Document segment:
"""

# Multilingual Accountant planning to migrate to Canada



## Bella Tigress (Sep 24, 2010)

Hi all, I'm a single female in my early twenties and I've been working as an accountant for the past one year. I have a degree in Applied Accounting and also a Professional Certificate in Chartered Accountancy. I studied in London for 2 years. I speak fluently and write in English, Mandarin , French and Malay. Also due to my ethnicity background, I also speak Cantonese, Tamil and Hindi. I look at myself as somewhat 'bi-cultural', for example, I have a red belt in Taekwondo (Korean martial arts), at the same time, I play the piano. I enjoy Indian classical fine arts, at the same time, I'm a ballroom dancer. These are to say, I believe I won't have a problem meeting people of different cultural background nor fitting in a new environment. 

Due to the discriminating nature in my country, i.e, minority race do not share the same rights and privileges as the majority race, I have decided to move to another country where I will be treated in a fair and equal manner as I could not tolerate such discrimination anymore.

I've been to Australia four times and loved it there but after reading about Canada being voted as one of the best place to live in, I did my research on Canada and would love to visit Canada soon and then make a decision as to should I move there.

"""

Prompt 1: In the forum post about moving to Canada, what belt does the poster hold in Taekwondo?
Prompt 2: Continue the forum post about moving to Canada, starting after its last sentence.

Given information:
"""

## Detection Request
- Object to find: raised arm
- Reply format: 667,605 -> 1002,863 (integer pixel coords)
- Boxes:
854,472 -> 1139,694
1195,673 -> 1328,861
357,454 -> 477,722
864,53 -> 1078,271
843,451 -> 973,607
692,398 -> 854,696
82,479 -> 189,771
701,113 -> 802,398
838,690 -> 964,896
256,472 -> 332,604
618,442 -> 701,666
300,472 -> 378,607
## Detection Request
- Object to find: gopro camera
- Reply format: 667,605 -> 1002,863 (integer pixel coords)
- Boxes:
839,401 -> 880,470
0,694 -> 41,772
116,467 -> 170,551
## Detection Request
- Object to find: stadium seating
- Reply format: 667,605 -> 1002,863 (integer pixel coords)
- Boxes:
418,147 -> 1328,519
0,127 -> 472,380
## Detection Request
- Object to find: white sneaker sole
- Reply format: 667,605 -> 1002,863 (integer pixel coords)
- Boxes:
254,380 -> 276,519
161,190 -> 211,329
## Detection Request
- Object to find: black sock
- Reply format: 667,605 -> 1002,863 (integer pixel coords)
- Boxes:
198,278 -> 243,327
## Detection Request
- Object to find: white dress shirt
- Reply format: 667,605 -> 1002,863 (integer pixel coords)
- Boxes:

"""

Task answer 1: A red belt.

Task answer 2:
Therefore, I would like to know, which part of Canada would you recommend me to visit and what are the chances of me getting a job there or should I open up my options to other countries.

Basically, I just want to know anything and everything about Canada.
Please feel kind to give me your feedbacks. 

P/S: I am aware of the extremely cold weather in Canada too! Plz gv me feedbacks on this as well.

Thank u so so much


----------



## Sean2008 (Sep 9, 2008)

I recommend Toronto but you might also like Vancouver because there are more Asians there; however, there are more jop opportunities in the Greater Toronto Area (GTA)

This book might help:












Bella Tigress said:


> Therefore, I would like to know, which part of Canada would you recommend me to visit and what are the chances of me getting a job there or should I open up my options to other countries.


----------



## Bella Tigress (Sep 24, 2010)

hey Sean, thank you for the feedback, I will definitely look into your recommendation, appreciate it )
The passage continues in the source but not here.